BEGIN Entries provided

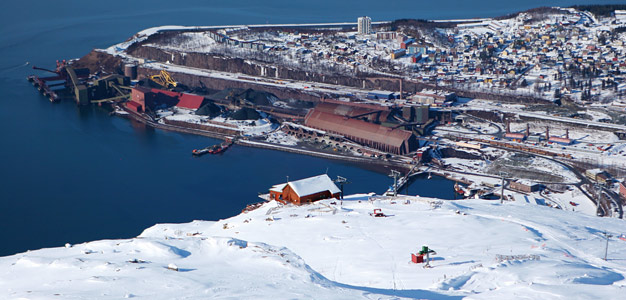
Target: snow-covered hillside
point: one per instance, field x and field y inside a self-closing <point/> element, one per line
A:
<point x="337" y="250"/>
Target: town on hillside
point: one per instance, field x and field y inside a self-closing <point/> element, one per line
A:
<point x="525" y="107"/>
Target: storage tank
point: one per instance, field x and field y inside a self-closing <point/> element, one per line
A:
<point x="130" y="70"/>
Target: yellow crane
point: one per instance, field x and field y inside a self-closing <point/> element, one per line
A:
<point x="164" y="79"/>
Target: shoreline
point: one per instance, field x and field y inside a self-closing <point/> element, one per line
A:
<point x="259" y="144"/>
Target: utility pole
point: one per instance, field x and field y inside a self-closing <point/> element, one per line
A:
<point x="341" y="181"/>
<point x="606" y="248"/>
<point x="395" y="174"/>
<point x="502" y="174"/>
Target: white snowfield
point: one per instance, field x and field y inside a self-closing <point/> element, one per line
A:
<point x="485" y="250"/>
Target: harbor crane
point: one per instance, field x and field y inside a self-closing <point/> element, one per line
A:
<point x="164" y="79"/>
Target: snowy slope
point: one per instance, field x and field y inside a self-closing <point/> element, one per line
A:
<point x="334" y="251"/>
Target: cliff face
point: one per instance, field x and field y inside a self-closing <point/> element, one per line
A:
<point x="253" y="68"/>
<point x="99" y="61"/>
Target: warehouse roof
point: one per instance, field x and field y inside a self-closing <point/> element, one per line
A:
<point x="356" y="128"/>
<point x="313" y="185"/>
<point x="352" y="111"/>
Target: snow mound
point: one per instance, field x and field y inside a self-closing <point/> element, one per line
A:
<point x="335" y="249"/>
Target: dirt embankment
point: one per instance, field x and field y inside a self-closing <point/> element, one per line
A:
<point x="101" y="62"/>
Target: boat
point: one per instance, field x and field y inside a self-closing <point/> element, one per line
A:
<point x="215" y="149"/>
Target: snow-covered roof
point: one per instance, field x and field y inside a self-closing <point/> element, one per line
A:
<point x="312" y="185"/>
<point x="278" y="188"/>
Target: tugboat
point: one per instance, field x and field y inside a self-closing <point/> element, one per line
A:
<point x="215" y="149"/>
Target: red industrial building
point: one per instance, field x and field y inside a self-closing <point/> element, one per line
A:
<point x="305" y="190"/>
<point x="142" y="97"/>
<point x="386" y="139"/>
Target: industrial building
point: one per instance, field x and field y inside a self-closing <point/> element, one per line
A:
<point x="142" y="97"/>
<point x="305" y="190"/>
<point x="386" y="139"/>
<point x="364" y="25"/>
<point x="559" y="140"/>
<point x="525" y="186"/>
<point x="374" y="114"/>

END Entries provided
BEGIN Entries provided

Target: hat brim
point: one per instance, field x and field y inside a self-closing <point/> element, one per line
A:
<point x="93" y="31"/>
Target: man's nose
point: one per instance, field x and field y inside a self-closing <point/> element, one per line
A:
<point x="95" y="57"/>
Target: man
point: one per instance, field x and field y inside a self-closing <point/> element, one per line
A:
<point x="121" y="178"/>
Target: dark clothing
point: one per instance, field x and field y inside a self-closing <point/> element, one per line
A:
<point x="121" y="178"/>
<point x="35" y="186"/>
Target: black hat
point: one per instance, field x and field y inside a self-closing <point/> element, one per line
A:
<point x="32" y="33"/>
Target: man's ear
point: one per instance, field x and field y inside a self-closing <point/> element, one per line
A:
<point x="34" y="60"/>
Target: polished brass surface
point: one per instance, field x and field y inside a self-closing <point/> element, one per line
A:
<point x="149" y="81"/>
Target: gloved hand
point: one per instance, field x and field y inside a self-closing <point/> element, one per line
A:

END Entries provided
BEGIN Entries provided

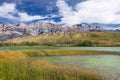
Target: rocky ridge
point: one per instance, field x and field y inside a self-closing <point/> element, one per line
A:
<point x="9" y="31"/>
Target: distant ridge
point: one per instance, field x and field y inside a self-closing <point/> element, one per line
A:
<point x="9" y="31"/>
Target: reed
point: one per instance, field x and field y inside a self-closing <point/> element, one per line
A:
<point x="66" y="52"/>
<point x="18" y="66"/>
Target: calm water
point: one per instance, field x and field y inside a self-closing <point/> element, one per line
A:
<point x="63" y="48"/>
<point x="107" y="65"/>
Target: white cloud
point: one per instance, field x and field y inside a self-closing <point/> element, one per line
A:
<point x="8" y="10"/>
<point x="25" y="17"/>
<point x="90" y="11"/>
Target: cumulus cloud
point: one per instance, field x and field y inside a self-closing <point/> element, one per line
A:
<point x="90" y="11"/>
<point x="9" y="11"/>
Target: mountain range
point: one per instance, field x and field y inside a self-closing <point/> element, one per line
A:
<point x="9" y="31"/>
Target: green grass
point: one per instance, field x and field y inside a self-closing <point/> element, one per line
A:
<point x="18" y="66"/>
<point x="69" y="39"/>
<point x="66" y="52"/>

END Entries provided

*Exercise details*. Show every line in the rows above that contains the string "white", copying each such line in full. Case counts, so match the capitalization exactly.

*Answer to the problem*.
Target: white snowfield
Target: white cloud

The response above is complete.